Serie, 12. Teil: Wer pflegebedürftig wird, möchte möglichst lange daheim bleiben. Möglich machen es mehr als 300.000 Osteuropäer, die in Deutschland oft rund um die Uhr pflegen. Aber ist das überhaupt legal?

Die Angebote aus dem Internet klingen verlockend. Wer „24 Stunden Pflege“ googelt, kann sich vor der Flut von Anzeigen kaum retten. „24 Stunden Pflege ganz legal“, „Liebevolle 24-Stunden-Betreuung durch osteuropäische Pflegekräfte“ – so oder ähnlich trommeln Vermittlungsagenturen für ihre Dienste. Und fast immer ist die Anzeige mit einem Bild einer ausnehmend hübschen Pflegerin versehen, die sich liebevoll um ihre deutsche Klientin kümmert.

Die Anzeigen haben indes einen gewichtigen Schwachpunkt. Sie werben häufig für ein Arbeitsmodell aus der juristischen Grauzone, mitunter sogar aus der Illegalität. Der Beliebtheit tut dies keinen Abbruch. Offizielle Statistiken gibt es nicht. Die Gewerkschaft Ver.di schätzt, dass 330.000 Familien in Deutschland eine Betreuungskraft aus Osteuropa engagiert haben.

+--

# GESTELLTE AUFGABEN
• A. Schreiben Sie aus dem Artikel über die 24-Stunden-Pflege alles von „Die Angebote aus“ bis hinunter zu „Osteuropa engagiert haben.“ wortgetreu ab.
• B. Führen Sie den Artikel über osteuropäische Pflegekräfte in deutschen Haushalten im Anschluss an seinen letzten Satz fort.

+--

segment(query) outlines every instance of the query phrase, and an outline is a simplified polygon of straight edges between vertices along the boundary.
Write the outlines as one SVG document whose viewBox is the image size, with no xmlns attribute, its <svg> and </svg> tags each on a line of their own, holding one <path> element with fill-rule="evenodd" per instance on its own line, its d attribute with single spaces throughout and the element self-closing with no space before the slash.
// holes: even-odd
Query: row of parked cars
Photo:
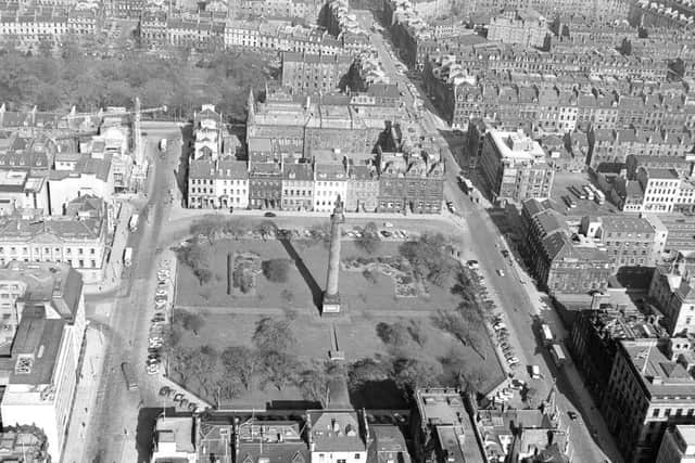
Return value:
<svg viewBox="0 0 695 463">
<path fill-rule="evenodd" d="M 172 399 L 179 408 L 187 409 L 190 412 L 194 412 L 198 409 L 198 403 L 189 402 L 182 393 L 177 393 L 176 389 L 164 386 L 160 389 L 160 397 L 166 397 Z"/>
<path fill-rule="evenodd" d="M 500 344 L 500 348 L 504 353 L 504 358 L 509 364 L 510 368 L 516 368 L 519 364 L 519 358 L 516 357 L 514 352 L 514 347 L 508 343 L 509 340 L 509 331 L 507 330 L 507 325 L 502 320 L 501 314 L 496 314 L 492 319 L 492 329 L 495 332 L 495 336 L 497 337 L 497 343 Z"/>
<path fill-rule="evenodd" d="M 150 335 L 148 338 L 147 371 L 149 374 L 157 374 L 162 364 L 161 349 L 166 334 L 167 314 L 169 307 L 169 292 L 172 288 L 170 261 L 160 263 L 156 272 L 156 291 L 154 293 L 154 316 L 150 321 Z"/>
</svg>

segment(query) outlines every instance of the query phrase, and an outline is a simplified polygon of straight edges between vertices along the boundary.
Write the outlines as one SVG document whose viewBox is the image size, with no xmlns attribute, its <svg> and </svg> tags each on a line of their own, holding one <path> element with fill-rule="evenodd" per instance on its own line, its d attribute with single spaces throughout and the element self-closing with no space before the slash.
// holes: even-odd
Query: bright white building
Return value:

+--

# ERGEBNISSE DER ÜBUNG
• A.
Die Angebote aus dem Internet klingen verlockend. Wer „24 Stunden Pflege“ googelt, kann sich vor der Flut von Anzeigen kaum retten. „24 Stunden Pflege ganz legal“, „Liebevolle 24-Stunden-Betreuung durch osteuropäische Pflegekräfte“ – so oder ähnlich trommeln Vermittlungsagenturen für ihre Dienste. Und fast immer ist die Anzeige mit einem Bild einer ausnehmend hübschen Pflegerin versehen, die sich liebevoll um ihre deutsche Klientin kümmert.

Die Anzeigen haben indes einen gewichtigen Schwachpunkt. Sie werben häufig für ein Arbeitsmodell aus der juristischen Grauzone, mitunter sogar aus der Illegalität. Der Beliebtheit tut dies keinen Abbruch. Offizielle Statistiken gibt es nicht. Die Gewerkschaft Ver.di schätzt, dass 330.000 Familien in Deutschland eine Betreuungskraft aus Osteuropa engagiert haben.

• B.
Der Werbespruch „24-Stunden-Pflege ganz legal“ suggeriert, dass die beauftragte Osteuropäerin (wir beziehen Betreuungskräfte aus Polen hier ein, obwohl das Land geografisch zu Mitteleuropa gehört) rund um die Uhr eine Person pflegt. Das ist aus zwei Gründen illegal. Zum einen darf die Betreuungskraft gar keine Behandlungspflege verrichten wie etwa Verbände legen, Injektionen setzen oder Blasen­spülungen machen. Es geht hier ausschließlich um pflegerische Alltagshilfe wie Assistenz beim An- und Auskleiden, beim Toilettengang und bei der Körperpflege (Baden, Waschen, Duschen, Zahnpflege, Kämmen, Rasieren) und Hilfe bei der Hauswirtschaft. Vor allem aber widerspricht ein 24-Stunden-Einsatz dem deutschen Arbeitsrecht mit Maximal-Arbeitszeiten und Urlaubsanspruch. Wer wirklich eine legale Betreuung rund um die Uhr organisieren will, müsste im Schichtsystem drei oder gar vier Pflegekräfte engagieren – eine eher praxisferne Vorstellung.

In der Praxis gibt es drei Modelle für Betreuungskräfte aus Osteuropa. Zudem existiert leider weiterhin die Schwarzarbeit, also ohne Arbeitsvertrag, ohne Steuern, Sozialabgaben. Da diese Form der Beschäftigung aber so offenkundig illegal und damit kriminell ist, klammern wir diese gleich aus.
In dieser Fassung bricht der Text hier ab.